• WORK TO COMPLETE:
[a] Decide whether each statement agrees with the French Open preview below, answering yes or no and quoting the deciding words: (i) Kerber's Charleston win was her first title in over a year; (ii) Kerber entered Stuttgart as a seeded player; (iii) Kerber played the final in Nürnberg.
[b] Extend the French Open preview below, starting after its final sentence.
┌─ PROVIDED TEXT
May 23, 2015

2015 French Open: Ten to Watch

Well things sure got interesting this clay court season, didn't they?

With the 2015 French Open just around the corner, we've seen some stunning runs from a couple unexpected sources, a few real comebacks from one-time superstars, and of course, a stumble or two along the way. And even though the heaviest favorites always find a way to bring their best on the Slam stages, we've seen even them struggle a bit in recent weeks.

And that could opens the door for plenty others -- whether they're underdogs who've been able to shine on their own the last few events, or once high-profile players looking to redeem themselves for recent missteps, I wouldn't be surprised to see a couple unfamiliar faces hanging around the later parts of this tournament.

And a few might just be worth keeping an extra close eye on this time around.

The Women

Angelique Kerber

The German has been staging something of a comeback the last few months. Despite some decent results in 2014 -- her Wimbledon showdown against Maria Sharapova was one of the best matches of the year -- she also notched some surprising losses throughout the season -- to Flavia Pennetta in Australia, to then-#47 Madison Keys in the Eastbourne final, to Genie Bouchard at both the French Open and Wimbledon. In 2015 she was upset at every tournament she played through March and fell out of the top ten by the time the clay court season really kicked in. But she seemed to get her groove back on the dirt -- a low seed in Charleston, she took out defending champion Andrea Petkovic in the semis and then avenged her loss to Keys in the final, picking up her first title in over a year. Then, unseeded in Stuttgart, she knocked out three top-ten players, including Sharapova and Caroline Wozniacki, to clinch her biggest crown in years. She lost a little early in both Madrid and Rome, but seemed to get back on course this past week in Nürnberg. Though she withdrew from the semis, she might just have bought herself recovery time before hitting the bigger courts.
└─
┌─ DATA ENTRIES
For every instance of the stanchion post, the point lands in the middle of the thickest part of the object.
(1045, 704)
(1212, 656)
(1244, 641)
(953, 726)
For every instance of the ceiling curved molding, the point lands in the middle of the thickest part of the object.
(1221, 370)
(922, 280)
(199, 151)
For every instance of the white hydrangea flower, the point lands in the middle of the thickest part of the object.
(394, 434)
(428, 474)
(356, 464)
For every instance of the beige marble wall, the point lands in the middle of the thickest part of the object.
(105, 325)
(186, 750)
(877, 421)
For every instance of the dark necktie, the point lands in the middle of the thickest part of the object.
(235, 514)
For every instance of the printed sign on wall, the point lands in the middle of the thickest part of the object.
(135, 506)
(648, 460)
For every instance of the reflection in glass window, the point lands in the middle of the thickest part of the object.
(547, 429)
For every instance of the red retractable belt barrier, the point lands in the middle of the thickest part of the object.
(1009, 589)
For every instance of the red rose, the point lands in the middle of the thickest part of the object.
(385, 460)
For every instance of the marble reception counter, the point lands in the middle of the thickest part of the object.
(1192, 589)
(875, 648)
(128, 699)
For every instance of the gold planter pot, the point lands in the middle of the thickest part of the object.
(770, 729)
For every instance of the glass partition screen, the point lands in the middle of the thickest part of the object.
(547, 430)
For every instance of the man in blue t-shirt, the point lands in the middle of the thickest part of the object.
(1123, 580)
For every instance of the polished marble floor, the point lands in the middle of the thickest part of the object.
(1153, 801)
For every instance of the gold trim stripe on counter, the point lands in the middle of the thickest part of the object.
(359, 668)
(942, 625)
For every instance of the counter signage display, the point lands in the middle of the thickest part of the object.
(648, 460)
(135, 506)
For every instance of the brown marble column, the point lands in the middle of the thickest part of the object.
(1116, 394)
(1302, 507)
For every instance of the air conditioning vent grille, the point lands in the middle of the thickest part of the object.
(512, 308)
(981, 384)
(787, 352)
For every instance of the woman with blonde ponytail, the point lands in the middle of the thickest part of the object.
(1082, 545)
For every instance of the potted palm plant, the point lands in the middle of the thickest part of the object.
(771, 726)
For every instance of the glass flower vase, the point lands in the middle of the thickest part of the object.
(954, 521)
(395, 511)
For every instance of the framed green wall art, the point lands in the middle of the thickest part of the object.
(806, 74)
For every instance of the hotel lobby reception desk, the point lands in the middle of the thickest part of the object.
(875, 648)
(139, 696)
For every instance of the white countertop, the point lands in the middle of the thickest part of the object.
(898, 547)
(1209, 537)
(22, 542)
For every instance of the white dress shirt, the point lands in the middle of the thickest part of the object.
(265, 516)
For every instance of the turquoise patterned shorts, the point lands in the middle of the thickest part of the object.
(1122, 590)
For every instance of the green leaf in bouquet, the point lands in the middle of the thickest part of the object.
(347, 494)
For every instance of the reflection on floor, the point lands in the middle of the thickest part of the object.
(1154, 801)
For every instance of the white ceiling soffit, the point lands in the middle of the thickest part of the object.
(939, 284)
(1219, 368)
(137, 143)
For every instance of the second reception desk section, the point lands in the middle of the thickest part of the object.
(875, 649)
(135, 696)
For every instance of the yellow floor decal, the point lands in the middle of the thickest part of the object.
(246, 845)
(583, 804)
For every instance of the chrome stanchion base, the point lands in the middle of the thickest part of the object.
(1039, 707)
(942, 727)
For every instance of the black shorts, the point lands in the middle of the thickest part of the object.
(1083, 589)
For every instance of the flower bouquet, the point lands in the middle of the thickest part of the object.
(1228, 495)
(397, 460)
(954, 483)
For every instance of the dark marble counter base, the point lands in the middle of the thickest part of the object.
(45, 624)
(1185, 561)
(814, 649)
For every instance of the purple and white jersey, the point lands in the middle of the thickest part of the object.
└─
• RESPONSES TO THE TASKS:
[a]
(i) Yes: "picking up her first title in over a year."
(ii) No: "unseeded in Stuttgart."
(iii) No: "she withdrew from the semis."

[b]
Svetlana Kuznetsova

Svetlana Kuznetsova has already tasted success on Tour -- the 2009 champion at Roland Garros has been as high as #2 in the world, but a series of injuries and hiccups has put her on a bit of a roller coaster over the years. Since falling dangerously close to a triple digit ranking early in 2013, she ended a four year long title-less streak last year in Washington, but has also lost in the first round of four of the last five Majors she's played. But the scrappy veteran always seems to fight her way back. Unseeded in Madrid at the start of the month, she faced a tough draw of one top-thirty player after another, and upset each one in turn, starting with Ekaterina Makarova in her opener and then shocking Maria Sharapova in the semis -- her first win over her compatriot since 2008. She ultimately lost to Petra Kvitova in the final, but must have given herself a nice little confidence boost during her run. Sure it's been a long time since she's been at the very top of her game, but she seems to do her best when she's most overlooked -- and with her only Slam wins in over a year coming on these courts there's no reason she won't be able to do some damage again.

Carina Witthoeft

Of course, it's sometimes more fun to watch new talent emerge at the Slams, and that might just happen here. This would be just the fourth appearance at a Major for the young German, but since jumping from the triple digit rankings at the start of the year to #61 in the world now, she could make a real run at this one. She's already shown she isn't fazed on the big stages -- Witthoeft rode an easy win over Carla Suarez Navarro in her Melbourne opener to the third round, and a few months later made it to the Kuala Lumpur quarters with a win over former top-twenty player Klara Koukalova. She also picked up her ninth and tenth ITF titles this year, making good on her top seed on the Cagnes-sur-Mer clay to start the month. She made a nice run to the quarterfinals this week in Nürnberg, ultimately losing to relative veteran Lara Arruabarrena, but should be able to recover by the time she heads to France. She opens against a rough Katerina Siniakova and would likely face 2012 finalist Sara Errani right after that -- but she's had worse draws in the past and still powered through. This time, I wouldn't count her out either.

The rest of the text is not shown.